EXCERPTED RECORDS:
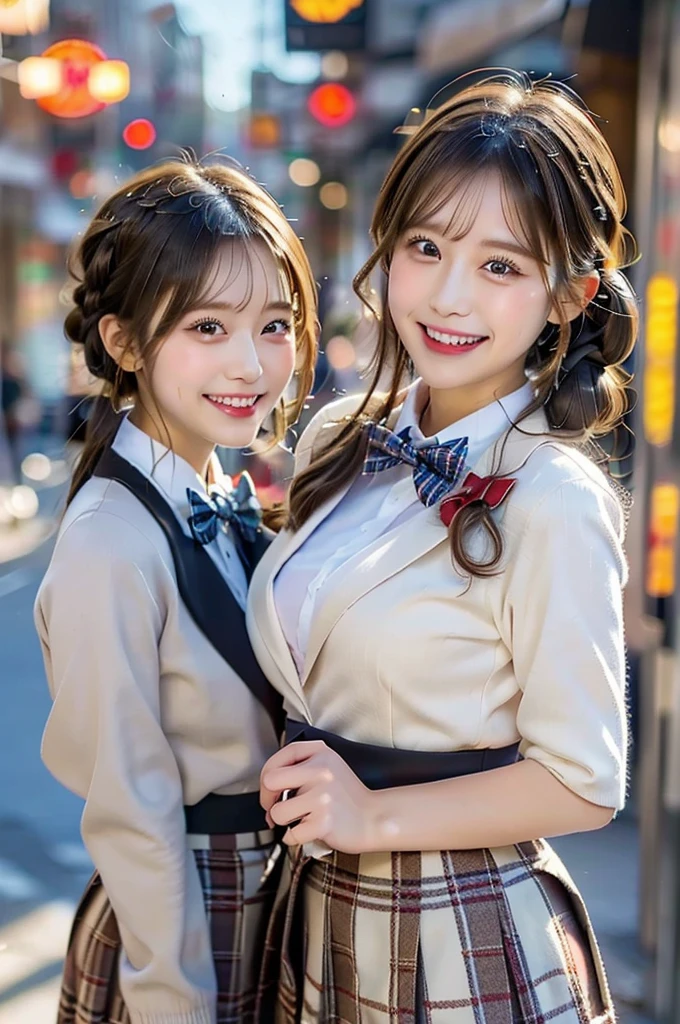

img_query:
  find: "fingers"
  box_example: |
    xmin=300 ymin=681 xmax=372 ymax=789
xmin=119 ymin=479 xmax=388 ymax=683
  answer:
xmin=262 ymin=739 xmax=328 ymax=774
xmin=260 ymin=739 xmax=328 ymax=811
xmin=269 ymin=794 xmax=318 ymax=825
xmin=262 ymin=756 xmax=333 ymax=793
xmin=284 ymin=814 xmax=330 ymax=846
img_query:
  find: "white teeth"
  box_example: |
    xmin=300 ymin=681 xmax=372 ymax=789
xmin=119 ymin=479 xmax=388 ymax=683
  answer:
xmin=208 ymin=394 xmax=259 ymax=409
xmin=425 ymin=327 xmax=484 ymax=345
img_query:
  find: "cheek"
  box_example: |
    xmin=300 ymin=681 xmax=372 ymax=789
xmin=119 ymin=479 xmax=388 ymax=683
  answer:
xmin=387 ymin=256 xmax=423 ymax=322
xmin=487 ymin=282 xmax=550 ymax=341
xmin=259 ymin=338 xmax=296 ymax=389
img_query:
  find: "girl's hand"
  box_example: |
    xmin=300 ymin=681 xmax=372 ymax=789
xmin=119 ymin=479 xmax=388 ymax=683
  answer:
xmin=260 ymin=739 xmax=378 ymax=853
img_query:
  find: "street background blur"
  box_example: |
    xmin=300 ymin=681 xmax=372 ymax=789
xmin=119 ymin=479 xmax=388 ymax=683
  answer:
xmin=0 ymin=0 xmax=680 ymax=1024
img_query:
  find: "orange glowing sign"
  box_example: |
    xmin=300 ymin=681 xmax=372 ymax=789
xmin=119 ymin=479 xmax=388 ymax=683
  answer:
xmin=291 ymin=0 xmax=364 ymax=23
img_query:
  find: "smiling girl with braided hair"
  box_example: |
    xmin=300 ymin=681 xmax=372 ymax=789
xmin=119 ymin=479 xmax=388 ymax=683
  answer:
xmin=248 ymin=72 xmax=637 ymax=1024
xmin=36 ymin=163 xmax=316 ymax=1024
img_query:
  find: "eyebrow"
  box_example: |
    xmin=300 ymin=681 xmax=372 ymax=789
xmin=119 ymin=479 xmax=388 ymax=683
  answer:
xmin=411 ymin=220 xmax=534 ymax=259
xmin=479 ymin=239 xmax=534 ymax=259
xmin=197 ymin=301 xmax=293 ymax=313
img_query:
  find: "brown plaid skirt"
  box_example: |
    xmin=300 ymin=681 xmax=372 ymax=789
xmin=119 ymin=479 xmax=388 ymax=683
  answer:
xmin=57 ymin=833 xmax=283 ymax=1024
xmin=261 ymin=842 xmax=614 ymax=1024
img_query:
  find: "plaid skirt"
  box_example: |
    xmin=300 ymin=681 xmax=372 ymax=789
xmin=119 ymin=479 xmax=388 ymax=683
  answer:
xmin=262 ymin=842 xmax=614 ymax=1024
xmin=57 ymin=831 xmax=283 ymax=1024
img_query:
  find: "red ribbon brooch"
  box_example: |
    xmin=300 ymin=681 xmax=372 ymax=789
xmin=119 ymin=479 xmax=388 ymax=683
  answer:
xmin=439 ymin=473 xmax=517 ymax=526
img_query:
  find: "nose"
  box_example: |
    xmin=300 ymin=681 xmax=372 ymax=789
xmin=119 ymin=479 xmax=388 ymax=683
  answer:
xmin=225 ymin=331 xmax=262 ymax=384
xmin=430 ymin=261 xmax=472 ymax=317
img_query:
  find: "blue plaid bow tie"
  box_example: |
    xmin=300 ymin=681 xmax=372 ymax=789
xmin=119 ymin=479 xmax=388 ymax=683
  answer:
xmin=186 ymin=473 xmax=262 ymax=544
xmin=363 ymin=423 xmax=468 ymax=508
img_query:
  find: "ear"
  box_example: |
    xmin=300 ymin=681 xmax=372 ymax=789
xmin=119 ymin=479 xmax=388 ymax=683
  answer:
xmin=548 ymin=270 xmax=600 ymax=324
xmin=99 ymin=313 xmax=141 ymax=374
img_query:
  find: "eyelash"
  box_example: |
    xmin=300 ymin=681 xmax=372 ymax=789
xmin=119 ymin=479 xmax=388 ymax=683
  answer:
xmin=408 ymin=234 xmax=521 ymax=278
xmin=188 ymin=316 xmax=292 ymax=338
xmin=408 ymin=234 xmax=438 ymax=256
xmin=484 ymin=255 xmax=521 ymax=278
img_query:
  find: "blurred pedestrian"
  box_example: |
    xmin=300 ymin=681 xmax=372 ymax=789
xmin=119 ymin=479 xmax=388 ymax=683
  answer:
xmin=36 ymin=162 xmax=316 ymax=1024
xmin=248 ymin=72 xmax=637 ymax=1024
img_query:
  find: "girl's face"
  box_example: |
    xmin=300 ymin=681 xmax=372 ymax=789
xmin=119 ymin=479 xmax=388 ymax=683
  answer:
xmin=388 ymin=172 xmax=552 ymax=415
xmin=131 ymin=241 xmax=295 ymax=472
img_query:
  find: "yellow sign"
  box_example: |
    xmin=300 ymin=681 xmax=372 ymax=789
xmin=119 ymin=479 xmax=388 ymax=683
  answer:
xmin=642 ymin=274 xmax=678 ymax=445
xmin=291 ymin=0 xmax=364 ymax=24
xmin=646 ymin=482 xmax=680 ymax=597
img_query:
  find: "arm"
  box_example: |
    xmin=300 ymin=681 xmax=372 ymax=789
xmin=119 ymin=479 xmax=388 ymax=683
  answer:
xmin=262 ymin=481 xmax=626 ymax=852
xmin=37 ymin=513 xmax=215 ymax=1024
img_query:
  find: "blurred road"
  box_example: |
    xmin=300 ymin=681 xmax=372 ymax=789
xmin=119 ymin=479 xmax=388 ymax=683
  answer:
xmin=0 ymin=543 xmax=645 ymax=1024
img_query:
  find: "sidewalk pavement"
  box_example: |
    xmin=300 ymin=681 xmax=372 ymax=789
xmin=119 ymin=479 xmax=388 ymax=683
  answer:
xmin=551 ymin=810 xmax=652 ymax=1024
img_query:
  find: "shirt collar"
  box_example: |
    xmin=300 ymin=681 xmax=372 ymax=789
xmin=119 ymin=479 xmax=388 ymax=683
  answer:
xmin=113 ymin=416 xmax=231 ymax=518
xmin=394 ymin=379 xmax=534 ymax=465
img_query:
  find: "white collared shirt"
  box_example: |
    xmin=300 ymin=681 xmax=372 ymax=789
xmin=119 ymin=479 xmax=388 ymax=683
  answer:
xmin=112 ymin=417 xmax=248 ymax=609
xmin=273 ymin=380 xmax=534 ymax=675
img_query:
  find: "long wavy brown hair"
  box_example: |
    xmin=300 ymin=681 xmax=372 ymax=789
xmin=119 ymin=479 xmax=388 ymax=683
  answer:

DIRECTIVE:
Retype all of the records above exactly as they appear, but leave the pictures out of your answer.

CORRECT ANSWER:
img_query:
  find: "fingers"
  box_example: |
    xmin=300 ymin=681 xmax=372 ymax=789
xmin=119 ymin=479 xmax=388 ymax=683
  answer:
xmin=262 ymin=739 xmax=328 ymax=774
xmin=260 ymin=739 xmax=328 ymax=811
xmin=269 ymin=794 xmax=318 ymax=825
xmin=262 ymin=756 xmax=333 ymax=793
xmin=284 ymin=814 xmax=330 ymax=846
img_query:
  find: "white teeth"
  box_example: |
    xmin=300 ymin=681 xmax=372 ymax=789
xmin=119 ymin=479 xmax=388 ymax=683
  answer:
xmin=208 ymin=394 xmax=259 ymax=409
xmin=425 ymin=327 xmax=484 ymax=345
img_query:
  find: "cheek"
  box_example: |
    xmin=300 ymin=681 xmax=372 ymax=789
xmin=119 ymin=479 xmax=388 ymax=683
  answer:
xmin=387 ymin=256 xmax=423 ymax=322
xmin=487 ymin=282 xmax=550 ymax=341
xmin=259 ymin=338 xmax=296 ymax=389
img_query:
  find: "girl's hand"
  box_example: |
    xmin=300 ymin=681 xmax=372 ymax=789
xmin=119 ymin=479 xmax=388 ymax=683
  answer:
xmin=260 ymin=739 xmax=378 ymax=853
img_query:
  find: "street background blur"
  box_example: |
    xmin=300 ymin=681 xmax=372 ymax=789
xmin=119 ymin=479 xmax=388 ymax=683
  answer:
xmin=0 ymin=0 xmax=680 ymax=1024
img_query:
  find: "orange glowing sign"
  box_example: |
    xmin=300 ymin=681 xmax=372 ymax=789
xmin=119 ymin=479 xmax=388 ymax=683
  answer:
xmin=291 ymin=0 xmax=364 ymax=23
img_query:
  find: "smiling girl with braided hair"
  box_example: |
    xmin=300 ymin=681 xmax=372 ymax=789
xmin=119 ymin=479 xmax=388 ymax=683
  answer:
xmin=248 ymin=72 xmax=637 ymax=1024
xmin=36 ymin=163 xmax=316 ymax=1024
img_query:
  find: "eyebrow"
  box_example: |
    xmin=300 ymin=681 xmax=372 ymax=789
xmin=119 ymin=479 xmax=388 ymax=683
  answer:
xmin=411 ymin=220 xmax=534 ymax=259
xmin=479 ymin=239 xmax=534 ymax=259
xmin=197 ymin=301 xmax=293 ymax=313
img_query:
  find: "brown plaid skirt"
  box_example: |
    xmin=300 ymin=681 xmax=372 ymax=789
xmin=119 ymin=479 xmax=388 ymax=683
  answer:
xmin=57 ymin=833 xmax=283 ymax=1024
xmin=261 ymin=842 xmax=614 ymax=1024
img_query:
  find: "plaid skirt"
  box_example: |
    xmin=300 ymin=681 xmax=372 ymax=789
xmin=119 ymin=479 xmax=388 ymax=683
  answer:
xmin=262 ymin=842 xmax=614 ymax=1024
xmin=57 ymin=831 xmax=283 ymax=1024
img_query:
  find: "red ribbon brooch"
  box_example: |
    xmin=300 ymin=681 xmax=372 ymax=789
xmin=119 ymin=479 xmax=388 ymax=683
  answer:
xmin=439 ymin=473 xmax=517 ymax=526
img_query:
  find: "nose"
  box_example: |
    xmin=300 ymin=681 xmax=372 ymax=789
xmin=119 ymin=479 xmax=388 ymax=683
  answer:
xmin=225 ymin=331 xmax=262 ymax=384
xmin=430 ymin=261 xmax=472 ymax=317
img_query:
  find: "blue plaid bow tie"
  box_example: |
    xmin=300 ymin=681 xmax=372 ymax=789
xmin=119 ymin=479 xmax=388 ymax=683
  answer:
xmin=186 ymin=473 xmax=262 ymax=544
xmin=363 ymin=423 xmax=468 ymax=508
img_query:
  find: "ear"
  box_example: |
    xmin=300 ymin=681 xmax=372 ymax=789
xmin=119 ymin=479 xmax=388 ymax=683
  answer:
xmin=548 ymin=270 xmax=600 ymax=324
xmin=99 ymin=313 xmax=141 ymax=374
img_query:
  find: "eyelash"
  box_example: |
    xmin=300 ymin=681 xmax=372 ymax=789
xmin=119 ymin=479 xmax=388 ymax=683
  answer:
xmin=408 ymin=234 xmax=521 ymax=278
xmin=188 ymin=316 xmax=292 ymax=338
xmin=408 ymin=234 xmax=438 ymax=256
xmin=484 ymin=255 xmax=521 ymax=278
img_query:
  find: "blurred pedestrian"
  box_example: |
    xmin=300 ymin=681 xmax=372 ymax=789
xmin=119 ymin=479 xmax=388 ymax=683
  answer:
xmin=36 ymin=162 xmax=316 ymax=1024
xmin=248 ymin=72 xmax=637 ymax=1024
img_query:
  find: "girl's face"
  box_example: |
    xmin=300 ymin=681 xmax=372 ymax=789
xmin=119 ymin=479 xmax=388 ymax=683
  answer:
xmin=388 ymin=172 xmax=552 ymax=415
xmin=131 ymin=241 xmax=295 ymax=472
img_query:
  find: "yellow sign"
  box_example: |
    xmin=300 ymin=681 xmax=372 ymax=789
xmin=119 ymin=479 xmax=388 ymax=683
  answer:
xmin=642 ymin=274 xmax=678 ymax=445
xmin=291 ymin=0 xmax=364 ymax=24
xmin=646 ymin=482 xmax=680 ymax=597
img_query:
  find: "arm"
  box_example: |
    xmin=300 ymin=681 xmax=372 ymax=789
xmin=119 ymin=479 xmax=388 ymax=683
  answer:
xmin=262 ymin=481 xmax=626 ymax=852
xmin=37 ymin=513 xmax=215 ymax=1024
img_query:
  find: "blurred road"
  box_example: |
    xmin=300 ymin=681 xmax=372 ymax=789
xmin=119 ymin=479 xmax=388 ymax=683
  answer:
xmin=0 ymin=543 xmax=645 ymax=1024
img_query:
  find: "sidewalk pavement"
  box_example: |
    xmin=300 ymin=681 xmax=372 ymax=789
xmin=119 ymin=479 xmax=388 ymax=683
  answer:
xmin=551 ymin=810 xmax=652 ymax=1024
img_query:
  find: "shirt collar"
  box_example: |
    xmin=300 ymin=681 xmax=372 ymax=789
xmin=119 ymin=479 xmax=388 ymax=683
  answer:
xmin=113 ymin=416 xmax=231 ymax=518
xmin=394 ymin=379 xmax=534 ymax=465
img_query:
  find: "white collared shirt"
  box_example: |
    xmin=300 ymin=681 xmax=372 ymax=789
xmin=119 ymin=479 xmax=388 ymax=683
  answer:
xmin=112 ymin=417 xmax=248 ymax=609
xmin=273 ymin=380 xmax=534 ymax=675
img_query:
  find: "long wavy brown hair"
  box_example: |
    xmin=300 ymin=681 xmax=372 ymax=789
xmin=119 ymin=479 xmax=388 ymax=683
  answer:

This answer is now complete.